▸ TO DO
Render the entries below as a numbered list, omitting blank lines, starting with the line that contains "Target: baby's face" and continuing through the end of the entries.

■ ■ ■ ■ ■ ■ ■

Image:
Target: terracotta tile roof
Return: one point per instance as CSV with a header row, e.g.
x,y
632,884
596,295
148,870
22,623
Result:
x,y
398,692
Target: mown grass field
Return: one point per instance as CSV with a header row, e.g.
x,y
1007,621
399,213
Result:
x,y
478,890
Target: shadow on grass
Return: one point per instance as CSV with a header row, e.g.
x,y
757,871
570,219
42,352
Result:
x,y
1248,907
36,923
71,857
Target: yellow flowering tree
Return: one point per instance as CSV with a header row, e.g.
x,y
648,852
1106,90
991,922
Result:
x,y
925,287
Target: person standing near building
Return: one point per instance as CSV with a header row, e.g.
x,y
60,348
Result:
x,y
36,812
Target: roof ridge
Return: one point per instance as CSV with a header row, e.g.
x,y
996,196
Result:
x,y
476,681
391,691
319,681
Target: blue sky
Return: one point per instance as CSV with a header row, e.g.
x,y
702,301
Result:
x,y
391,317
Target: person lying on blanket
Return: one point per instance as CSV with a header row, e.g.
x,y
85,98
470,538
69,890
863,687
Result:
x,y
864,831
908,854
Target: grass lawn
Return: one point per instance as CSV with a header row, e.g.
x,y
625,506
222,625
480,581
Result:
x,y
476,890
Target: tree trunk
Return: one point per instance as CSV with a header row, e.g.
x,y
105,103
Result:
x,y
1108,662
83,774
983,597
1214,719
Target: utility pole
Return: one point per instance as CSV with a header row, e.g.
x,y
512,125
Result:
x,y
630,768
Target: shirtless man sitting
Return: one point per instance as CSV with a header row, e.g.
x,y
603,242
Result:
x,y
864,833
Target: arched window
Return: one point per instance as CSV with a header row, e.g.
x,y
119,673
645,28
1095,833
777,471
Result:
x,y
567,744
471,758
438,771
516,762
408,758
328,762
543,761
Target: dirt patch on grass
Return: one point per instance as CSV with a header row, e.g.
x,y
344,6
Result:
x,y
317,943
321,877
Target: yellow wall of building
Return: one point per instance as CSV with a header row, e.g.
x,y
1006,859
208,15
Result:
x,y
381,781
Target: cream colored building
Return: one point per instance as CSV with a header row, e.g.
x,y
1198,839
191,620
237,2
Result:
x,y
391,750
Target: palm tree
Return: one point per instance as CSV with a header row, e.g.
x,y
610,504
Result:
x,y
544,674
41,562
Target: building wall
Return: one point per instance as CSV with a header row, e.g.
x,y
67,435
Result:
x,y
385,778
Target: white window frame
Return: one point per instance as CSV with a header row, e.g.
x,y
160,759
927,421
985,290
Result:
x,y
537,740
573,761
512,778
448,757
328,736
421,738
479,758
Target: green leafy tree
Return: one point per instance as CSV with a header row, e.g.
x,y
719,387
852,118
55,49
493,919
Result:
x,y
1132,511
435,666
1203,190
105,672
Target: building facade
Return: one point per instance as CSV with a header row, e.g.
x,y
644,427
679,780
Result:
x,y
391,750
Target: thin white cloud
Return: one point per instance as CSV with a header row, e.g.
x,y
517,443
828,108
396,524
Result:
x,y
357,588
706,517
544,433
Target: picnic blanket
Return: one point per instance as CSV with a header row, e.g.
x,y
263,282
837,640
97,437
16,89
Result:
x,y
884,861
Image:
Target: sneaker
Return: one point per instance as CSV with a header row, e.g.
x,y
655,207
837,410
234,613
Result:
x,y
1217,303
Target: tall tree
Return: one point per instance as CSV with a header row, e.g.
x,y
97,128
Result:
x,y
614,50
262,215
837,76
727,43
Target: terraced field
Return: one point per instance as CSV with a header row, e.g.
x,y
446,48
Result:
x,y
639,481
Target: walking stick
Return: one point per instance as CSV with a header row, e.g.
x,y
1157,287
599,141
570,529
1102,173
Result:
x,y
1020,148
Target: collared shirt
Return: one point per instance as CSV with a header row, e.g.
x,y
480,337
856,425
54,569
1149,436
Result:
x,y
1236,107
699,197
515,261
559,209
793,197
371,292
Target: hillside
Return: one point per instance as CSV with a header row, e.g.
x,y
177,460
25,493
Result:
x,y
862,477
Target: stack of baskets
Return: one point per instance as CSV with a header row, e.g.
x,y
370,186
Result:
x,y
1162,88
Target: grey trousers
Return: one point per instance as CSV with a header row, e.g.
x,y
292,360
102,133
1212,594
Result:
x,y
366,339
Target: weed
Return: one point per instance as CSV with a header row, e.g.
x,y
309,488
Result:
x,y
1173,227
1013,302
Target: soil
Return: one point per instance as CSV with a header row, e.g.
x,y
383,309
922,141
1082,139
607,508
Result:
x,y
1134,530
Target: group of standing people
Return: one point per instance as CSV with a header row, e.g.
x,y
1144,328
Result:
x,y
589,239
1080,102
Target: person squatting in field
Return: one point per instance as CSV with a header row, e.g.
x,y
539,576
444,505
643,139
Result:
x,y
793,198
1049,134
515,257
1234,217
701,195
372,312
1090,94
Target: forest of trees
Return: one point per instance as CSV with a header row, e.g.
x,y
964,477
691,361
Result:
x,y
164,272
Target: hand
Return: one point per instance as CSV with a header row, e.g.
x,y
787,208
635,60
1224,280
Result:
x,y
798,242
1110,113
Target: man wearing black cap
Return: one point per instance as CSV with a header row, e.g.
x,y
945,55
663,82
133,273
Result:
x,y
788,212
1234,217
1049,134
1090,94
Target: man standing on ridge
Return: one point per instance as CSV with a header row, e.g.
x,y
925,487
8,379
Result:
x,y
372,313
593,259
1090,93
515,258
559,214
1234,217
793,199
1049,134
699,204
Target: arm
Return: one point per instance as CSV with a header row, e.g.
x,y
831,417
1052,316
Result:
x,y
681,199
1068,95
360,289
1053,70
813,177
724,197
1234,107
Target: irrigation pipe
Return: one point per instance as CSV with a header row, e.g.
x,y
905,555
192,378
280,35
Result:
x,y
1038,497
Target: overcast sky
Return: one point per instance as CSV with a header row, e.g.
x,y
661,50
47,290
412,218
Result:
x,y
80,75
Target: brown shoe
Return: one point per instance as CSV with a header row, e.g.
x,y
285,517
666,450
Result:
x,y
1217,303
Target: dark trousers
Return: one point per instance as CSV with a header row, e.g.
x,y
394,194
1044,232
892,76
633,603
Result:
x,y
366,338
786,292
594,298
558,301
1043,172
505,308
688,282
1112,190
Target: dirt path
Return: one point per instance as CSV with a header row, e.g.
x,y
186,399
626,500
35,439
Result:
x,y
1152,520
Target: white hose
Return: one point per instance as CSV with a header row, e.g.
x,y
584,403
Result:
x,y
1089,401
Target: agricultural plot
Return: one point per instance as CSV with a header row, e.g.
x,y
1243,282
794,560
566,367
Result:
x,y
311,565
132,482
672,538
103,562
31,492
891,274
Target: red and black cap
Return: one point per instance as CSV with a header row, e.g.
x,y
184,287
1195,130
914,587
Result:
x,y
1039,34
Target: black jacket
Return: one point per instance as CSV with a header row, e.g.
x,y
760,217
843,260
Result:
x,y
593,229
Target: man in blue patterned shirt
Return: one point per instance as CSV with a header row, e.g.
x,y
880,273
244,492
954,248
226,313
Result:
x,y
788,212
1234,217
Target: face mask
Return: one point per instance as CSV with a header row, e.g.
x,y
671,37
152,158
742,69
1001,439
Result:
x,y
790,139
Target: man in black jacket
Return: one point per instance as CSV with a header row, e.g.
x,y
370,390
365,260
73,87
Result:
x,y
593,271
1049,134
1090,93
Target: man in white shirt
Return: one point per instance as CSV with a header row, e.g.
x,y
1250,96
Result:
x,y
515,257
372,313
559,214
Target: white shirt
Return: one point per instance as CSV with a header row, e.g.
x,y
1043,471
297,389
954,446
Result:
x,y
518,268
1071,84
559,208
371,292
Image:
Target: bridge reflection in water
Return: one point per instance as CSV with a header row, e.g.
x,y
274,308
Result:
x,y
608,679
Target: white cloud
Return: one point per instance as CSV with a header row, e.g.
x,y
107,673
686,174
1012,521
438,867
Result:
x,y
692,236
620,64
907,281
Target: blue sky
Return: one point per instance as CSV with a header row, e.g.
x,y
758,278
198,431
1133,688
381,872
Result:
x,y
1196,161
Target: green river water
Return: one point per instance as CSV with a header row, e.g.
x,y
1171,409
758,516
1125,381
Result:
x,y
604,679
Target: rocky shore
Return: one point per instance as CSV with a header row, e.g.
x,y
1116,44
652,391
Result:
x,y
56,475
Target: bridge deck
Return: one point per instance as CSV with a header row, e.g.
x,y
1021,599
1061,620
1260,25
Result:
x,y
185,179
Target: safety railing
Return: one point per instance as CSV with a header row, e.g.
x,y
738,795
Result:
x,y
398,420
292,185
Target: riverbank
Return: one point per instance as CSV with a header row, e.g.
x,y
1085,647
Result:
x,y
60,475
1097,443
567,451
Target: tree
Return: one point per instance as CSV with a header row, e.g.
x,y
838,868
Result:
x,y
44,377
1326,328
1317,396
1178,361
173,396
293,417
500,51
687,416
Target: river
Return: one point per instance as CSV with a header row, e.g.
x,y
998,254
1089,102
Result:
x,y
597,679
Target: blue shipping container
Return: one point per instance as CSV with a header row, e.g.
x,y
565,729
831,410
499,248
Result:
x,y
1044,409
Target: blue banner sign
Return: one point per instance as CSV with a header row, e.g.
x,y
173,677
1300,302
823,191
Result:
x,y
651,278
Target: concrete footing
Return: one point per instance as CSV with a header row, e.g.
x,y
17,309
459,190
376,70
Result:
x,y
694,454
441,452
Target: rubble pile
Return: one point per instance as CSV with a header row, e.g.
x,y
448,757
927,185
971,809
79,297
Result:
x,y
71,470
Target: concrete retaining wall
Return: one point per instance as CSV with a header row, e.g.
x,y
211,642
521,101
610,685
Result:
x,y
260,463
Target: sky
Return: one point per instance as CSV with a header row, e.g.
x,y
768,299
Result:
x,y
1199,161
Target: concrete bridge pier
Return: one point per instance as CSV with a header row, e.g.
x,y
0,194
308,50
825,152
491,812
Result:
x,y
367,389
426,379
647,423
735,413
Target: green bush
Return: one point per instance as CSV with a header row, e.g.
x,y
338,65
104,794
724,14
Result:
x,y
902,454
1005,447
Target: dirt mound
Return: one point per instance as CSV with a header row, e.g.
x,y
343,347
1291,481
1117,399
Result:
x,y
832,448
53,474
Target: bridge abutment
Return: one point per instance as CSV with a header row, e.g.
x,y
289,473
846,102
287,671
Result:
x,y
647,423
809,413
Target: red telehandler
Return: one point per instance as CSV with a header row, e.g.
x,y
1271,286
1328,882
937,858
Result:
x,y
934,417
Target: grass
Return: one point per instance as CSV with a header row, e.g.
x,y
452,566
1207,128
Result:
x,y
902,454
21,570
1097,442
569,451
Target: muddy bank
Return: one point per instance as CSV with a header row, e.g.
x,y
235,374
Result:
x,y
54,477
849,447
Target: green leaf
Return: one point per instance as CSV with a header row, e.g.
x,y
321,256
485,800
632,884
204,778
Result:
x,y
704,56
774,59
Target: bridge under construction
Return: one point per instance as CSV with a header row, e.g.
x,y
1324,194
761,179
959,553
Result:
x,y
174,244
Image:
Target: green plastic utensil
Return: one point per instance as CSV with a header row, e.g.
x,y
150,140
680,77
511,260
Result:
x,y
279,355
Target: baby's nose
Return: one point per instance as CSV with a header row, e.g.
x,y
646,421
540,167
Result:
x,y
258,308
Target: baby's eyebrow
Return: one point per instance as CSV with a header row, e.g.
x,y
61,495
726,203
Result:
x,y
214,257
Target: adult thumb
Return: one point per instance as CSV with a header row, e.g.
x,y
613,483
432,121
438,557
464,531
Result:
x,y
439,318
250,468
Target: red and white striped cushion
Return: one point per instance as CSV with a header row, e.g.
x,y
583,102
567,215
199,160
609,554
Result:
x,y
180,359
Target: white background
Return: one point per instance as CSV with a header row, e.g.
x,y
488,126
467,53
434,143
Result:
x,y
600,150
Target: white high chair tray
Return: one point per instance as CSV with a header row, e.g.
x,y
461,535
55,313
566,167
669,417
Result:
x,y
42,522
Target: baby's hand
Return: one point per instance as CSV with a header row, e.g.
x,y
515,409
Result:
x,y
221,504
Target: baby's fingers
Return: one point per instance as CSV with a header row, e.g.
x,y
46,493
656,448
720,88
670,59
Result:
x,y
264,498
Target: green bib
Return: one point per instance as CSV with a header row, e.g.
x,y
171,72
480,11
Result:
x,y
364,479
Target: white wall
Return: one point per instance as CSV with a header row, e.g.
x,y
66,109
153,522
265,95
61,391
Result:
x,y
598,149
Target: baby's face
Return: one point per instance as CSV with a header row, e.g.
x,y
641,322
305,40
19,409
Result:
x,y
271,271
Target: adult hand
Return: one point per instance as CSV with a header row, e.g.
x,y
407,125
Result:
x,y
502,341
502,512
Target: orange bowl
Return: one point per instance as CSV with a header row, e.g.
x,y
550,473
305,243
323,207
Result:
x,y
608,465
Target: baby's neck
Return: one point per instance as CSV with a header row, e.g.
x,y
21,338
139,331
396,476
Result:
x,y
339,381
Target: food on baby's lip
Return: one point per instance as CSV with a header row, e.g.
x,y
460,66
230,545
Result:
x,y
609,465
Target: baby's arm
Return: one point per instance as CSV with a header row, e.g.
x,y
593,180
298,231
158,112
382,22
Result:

■ ■ ■ ■ ■ ■ ■

▸ THE ANSWER
1. Target: baby's face
2. Return: one point per instance as CSV with a header row, e.g.
3. x,y
4. 641,322
5. 305,40
6. 19,409
7. Result:
8. x,y
9. 271,271
10. Target: adult hand
11. Return: one point per instance as CSV with a header row, e.g.
12. x,y
13. 407,125
14. Result:
15. x,y
16. 502,341
17. 502,512
18. Target: orange bowl
19. Return: one point per instance as CSV with a header row, e.g.
20. x,y
21. 550,473
22. 305,243
23. 323,207
24. Result:
25. x,y
26. 608,465
27. Target: baby's neck
28. Return: one point per instance as CSV with a header row, e.g.
29. x,y
30. 21,338
31. 139,331
32. 396,476
33. Result:
34. x,y
35. 339,381
36. Target: food on baby's lip
37. Return: one point per instance as CSV with a header row, e.g.
38. x,y
39. 460,66
40. 230,545
41. Result:
42. x,y
43. 609,465
44. Target: baby's arm
45. Return: one point per instance as CSV with a header row, e.g.
46. x,y
47. 593,180
48. 298,231
49. 158,112
50. 382,22
51. Result:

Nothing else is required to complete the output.